▶ [Instructions to follow]: Without the pictures, extract every line from the start of the material to the line containing "point(131, 43)", both ends included.

▶ [Dataset records]:
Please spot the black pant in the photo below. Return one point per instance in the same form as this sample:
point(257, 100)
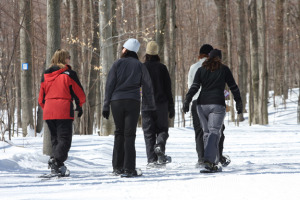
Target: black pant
point(156, 131)
point(126, 114)
point(199, 134)
point(61, 138)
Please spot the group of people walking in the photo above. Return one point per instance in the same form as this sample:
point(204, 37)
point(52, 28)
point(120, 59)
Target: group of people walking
point(132, 88)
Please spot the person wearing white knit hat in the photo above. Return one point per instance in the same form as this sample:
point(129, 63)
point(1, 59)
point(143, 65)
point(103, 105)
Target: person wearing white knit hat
point(132, 45)
point(122, 94)
point(155, 123)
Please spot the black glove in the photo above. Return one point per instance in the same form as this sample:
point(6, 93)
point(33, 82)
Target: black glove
point(186, 106)
point(80, 112)
point(239, 106)
point(154, 115)
point(171, 111)
point(105, 114)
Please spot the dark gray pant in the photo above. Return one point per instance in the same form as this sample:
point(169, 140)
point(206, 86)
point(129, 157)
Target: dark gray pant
point(61, 138)
point(198, 132)
point(211, 118)
point(126, 114)
point(155, 131)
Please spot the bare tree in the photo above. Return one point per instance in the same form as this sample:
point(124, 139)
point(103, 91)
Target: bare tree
point(262, 64)
point(172, 52)
point(107, 57)
point(93, 72)
point(278, 79)
point(53, 43)
point(242, 56)
point(160, 23)
point(26, 57)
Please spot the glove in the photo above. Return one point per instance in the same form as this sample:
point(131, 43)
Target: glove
point(105, 114)
point(154, 115)
point(186, 106)
point(80, 112)
point(171, 111)
point(239, 106)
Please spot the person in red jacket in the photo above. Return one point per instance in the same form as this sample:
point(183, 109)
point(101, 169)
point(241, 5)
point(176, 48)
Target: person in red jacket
point(59, 87)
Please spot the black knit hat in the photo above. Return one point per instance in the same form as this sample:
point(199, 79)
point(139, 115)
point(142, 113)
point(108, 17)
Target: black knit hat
point(205, 49)
point(215, 53)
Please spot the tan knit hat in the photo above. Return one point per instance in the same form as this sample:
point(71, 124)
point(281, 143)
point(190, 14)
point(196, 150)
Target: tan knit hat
point(152, 48)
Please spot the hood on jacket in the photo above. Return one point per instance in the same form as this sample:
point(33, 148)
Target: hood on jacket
point(53, 72)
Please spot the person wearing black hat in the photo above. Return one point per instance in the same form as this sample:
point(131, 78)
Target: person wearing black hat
point(212, 77)
point(203, 55)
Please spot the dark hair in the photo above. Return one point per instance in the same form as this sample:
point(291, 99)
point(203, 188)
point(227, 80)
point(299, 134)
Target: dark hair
point(128, 53)
point(152, 58)
point(212, 64)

▶ [Response to this task]:
Please spot the black pant in the photo below. Return one point per instance in the same form as this sample:
point(257, 100)
Target: black pant
point(156, 131)
point(126, 114)
point(199, 134)
point(61, 138)
Please spot the group of people walking in the photo above. Return one point per instance in the same form as this sample:
point(204, 37)
point(52, 28)
point(120, 59)
Target: group of people walking
point(132, 88)
Please spot the person wearing white knit hat in the photo above. Return one point per instance in the same form as this sample:
point(129, 63)
point(1, 59)
point(143, 65)
point(103, 105)
Target: person wearing white knit hat
point(132, 45)
point(122, 94)
point(155, 123)
Please spot the black glove in the photo above. Return one point per instance in the same form as this sample:
point(6, 93)
point(33, 82)
Target: black glove
point(186, 106)
point(80, 112)
point(239, 106)
point(154, 115)
point(171, 111)
point(105, 114)
Please spot the dark gray pant in the photo above. Return one point per instance in the same form as this sample:
point(169, 140)
point(206, 86)
point(129, 157)
Target: dark gray pant
point(61, 138)
point(198, 132)
point(211, 118)
point(126, 114)
point(155, 131)
Please spot the bare tree in the photo above. Return one point per instance in the same form as this sample:
point(124, 139)
point(103, 91)
Target: bare tree
point(262, 64)
point(172, 52)
point(107, 57)
point(93, 72)
point(278, 79)
point(53, 43)
point(242, 56)
point(160, 23)
point(26, 57)
Please spot the glove in the photo above. Return one point per instance in the same form as this sample:
point(131, 43)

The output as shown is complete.